TO BE DONE: Emit the entire listing verbatim.

INFORMATION GIVEN:
# # # #

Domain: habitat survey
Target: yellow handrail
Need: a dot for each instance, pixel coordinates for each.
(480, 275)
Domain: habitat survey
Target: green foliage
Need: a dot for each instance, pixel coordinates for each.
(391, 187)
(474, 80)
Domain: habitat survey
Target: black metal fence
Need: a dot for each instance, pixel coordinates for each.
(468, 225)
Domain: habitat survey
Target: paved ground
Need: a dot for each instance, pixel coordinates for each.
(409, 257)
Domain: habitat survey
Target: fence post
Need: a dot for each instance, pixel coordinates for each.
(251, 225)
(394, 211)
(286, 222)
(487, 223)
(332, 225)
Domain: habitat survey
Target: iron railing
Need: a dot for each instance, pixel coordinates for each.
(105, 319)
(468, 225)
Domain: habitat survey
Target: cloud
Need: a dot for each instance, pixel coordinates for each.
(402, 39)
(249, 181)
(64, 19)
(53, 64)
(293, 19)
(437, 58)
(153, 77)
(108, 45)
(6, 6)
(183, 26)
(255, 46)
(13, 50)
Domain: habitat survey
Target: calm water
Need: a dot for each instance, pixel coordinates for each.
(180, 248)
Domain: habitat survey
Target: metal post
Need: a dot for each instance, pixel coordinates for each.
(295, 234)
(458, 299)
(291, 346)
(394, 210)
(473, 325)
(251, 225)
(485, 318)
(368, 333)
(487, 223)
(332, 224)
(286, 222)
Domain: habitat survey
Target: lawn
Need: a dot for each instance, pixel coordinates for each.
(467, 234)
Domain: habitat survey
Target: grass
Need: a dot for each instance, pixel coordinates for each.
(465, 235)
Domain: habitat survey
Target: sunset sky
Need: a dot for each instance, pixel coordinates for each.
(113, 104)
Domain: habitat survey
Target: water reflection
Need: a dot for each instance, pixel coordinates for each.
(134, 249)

# # # #

SOLVED PROBLEM:
Domain: habitat survey
Target: yellow handrail
Need: a dot for each instance, pixel coordinates for each.
(480, 275)
Domain: habitat survey
Target: green foliage
Need: a dot for each instance, pixel coordinates for each.
(391, 187)
(474, 80)
Domain: habitat survey
Target: black metal fence
Need: a dot for each instance, pixel coordinates for each.
(468, 225)
Domain: habitat survey
Target: paved ground
Need: a dot for each instance, pixel coordinates for each.
(409, 257)
Domain: habitat survey
Target: fence post
Need: a dot for each instance, pixel coordinates for each.
(251, 225)
(394, 211)
(286, 222)
(487, 223)
(332, 225)
Domain: habitat survey
Target: iron railing
Need: a dot for each instance, pixel coordinates for each.
(105, 319)
(468, 225)
Domain: habitat survey
Target: cloud
Need: a dot for each instance, pixel coordinates for each.
(402, 39)
(249, 181)
(64, 19)
(53, 64)
(293, 19)
(437, 58)
(153, 77)
(108, 45)
(6, 6)
(183, 26)
(255, 46)
(13, 50)
Domain: habitat survey
Target: calm water
Need: a dot for each instance, pixel coordinates for each.
(180, 248)
Domain: habitat survey
Target: metal post
Need: a dot for each instance, pixel coordinates for each.
(295, 234)
(458, 299)
(291, 346)
(394, 210)
(473, 325)
(251, 225)
(485, 318)
(368, 333)
(487, 223)
(332, 224)
(286, 222)
Domain: habitat survey
Target: lawn
Need: a dot for each instance, pixel coordinates for each.
(467, 234)
Domain: habitat survey
Target: grass
Need: a dot for each instance, pixel coordinates for each.
(465, 235)
Domain: habitat survey
Target: sunset sky
Need: a dot for each instance, pixel coordinates for each.
(113, 104)
Domain: habitat survey
Target: water reflection
Need: a dot for each instance, pixel coordinates for each.
(134, 249)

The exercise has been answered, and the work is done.